● What you need to do: Display every line of the records below that contains the string "input". Treat uppercase and lowercase letters as distinct when matching.

Image annotation data
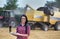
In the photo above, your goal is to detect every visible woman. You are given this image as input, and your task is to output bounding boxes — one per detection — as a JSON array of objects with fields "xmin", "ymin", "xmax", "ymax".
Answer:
[{"xmin": 11, "ymin": 15, "xmax": 30, "ymax": 39}]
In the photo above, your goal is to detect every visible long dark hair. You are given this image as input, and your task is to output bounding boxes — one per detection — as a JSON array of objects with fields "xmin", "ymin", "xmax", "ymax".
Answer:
[{"xmin": 20, "ymin": 15, "xmax": 28, "ymax": 34}]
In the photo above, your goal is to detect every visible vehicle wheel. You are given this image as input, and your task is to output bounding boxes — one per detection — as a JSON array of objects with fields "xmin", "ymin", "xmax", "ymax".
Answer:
[{"xmin": 54, "ymin": 22, "xmax": 60, "ymax": 30}]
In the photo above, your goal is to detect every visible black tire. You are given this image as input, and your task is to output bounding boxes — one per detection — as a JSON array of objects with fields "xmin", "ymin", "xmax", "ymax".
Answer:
[
  {"xmin": 54, "ymin": 22, "xmax": 60, "ymax": 30},
  {"xmin": 10, "ymin": 21, "xmax": 16, "ymax": 27}
]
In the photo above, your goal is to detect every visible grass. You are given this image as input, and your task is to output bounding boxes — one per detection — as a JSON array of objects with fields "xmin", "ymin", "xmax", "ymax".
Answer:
[{"xmin": 0, "ymin": 28, "xmax": 60, "ymax": 39}]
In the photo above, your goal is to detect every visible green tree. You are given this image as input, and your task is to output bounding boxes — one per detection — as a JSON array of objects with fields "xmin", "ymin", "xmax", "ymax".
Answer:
[
  {"xmin": 0, "ymin": 8, "xmax": 3, "ymax": 11},
  {"xmin": 56, "ymin": 0, "xmax": 60, "ymax": 9},
  {"xmin": 4, "ymin": 0, "xmax": 17, "ymax": 10}
]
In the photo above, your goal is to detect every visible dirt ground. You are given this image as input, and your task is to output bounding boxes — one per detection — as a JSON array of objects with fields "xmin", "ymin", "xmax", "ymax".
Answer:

● Solved exercise:
In the photo above, your goal is to detect every visible woman. You are given this image as input, and your task is to output bounding boxes — one per detection — as a JSON array of objects with fields "xmin", "ymin", "xmax", "ymax".
In the photo above, your goal is to detect every visible long dark hair. You are given this image as input, and your task is to output bounding boxes — one per detection — as a JSON array of objects with fields "xmin", "ymin", "xmax", "ymax".
In the photo above, your goal is to detect every visible vehicle wheel. You are given this image as input, and your task is to output bounding boxes — one per detection — as a JSON array of objects with fields "xmin", "ymin", "xmax", "ymax".
In the photo above, your goal is to detect every visible black tire. You are given this image as input, and your task is to output bounding boxes — one per detection — as a JSON array of objects with fields "xmin", "ymin", "xmax", "ymax".
In the photo above, your goal is to detect every visible grass. You are given this image as input, and your task is to output bounding boxes — one per detection — as a JSON array of objects with fields "xmin", "ymin", "xmax", "ymax".
In the photo above, your goal is to detect every visible green tree. You are given this image as input, and your task is to output bounding boxes — one per detection — as a JSON array of objects with fields "xmin", "ymin", "xmax", "ymax".
In the photo above, your goal is to detect every visible dirt ground. You are given this image as input, and your task is to output bounding boxes — one per detection — as a JSON array of objects with fields "xmin", "ymin", "xmax", "ymax".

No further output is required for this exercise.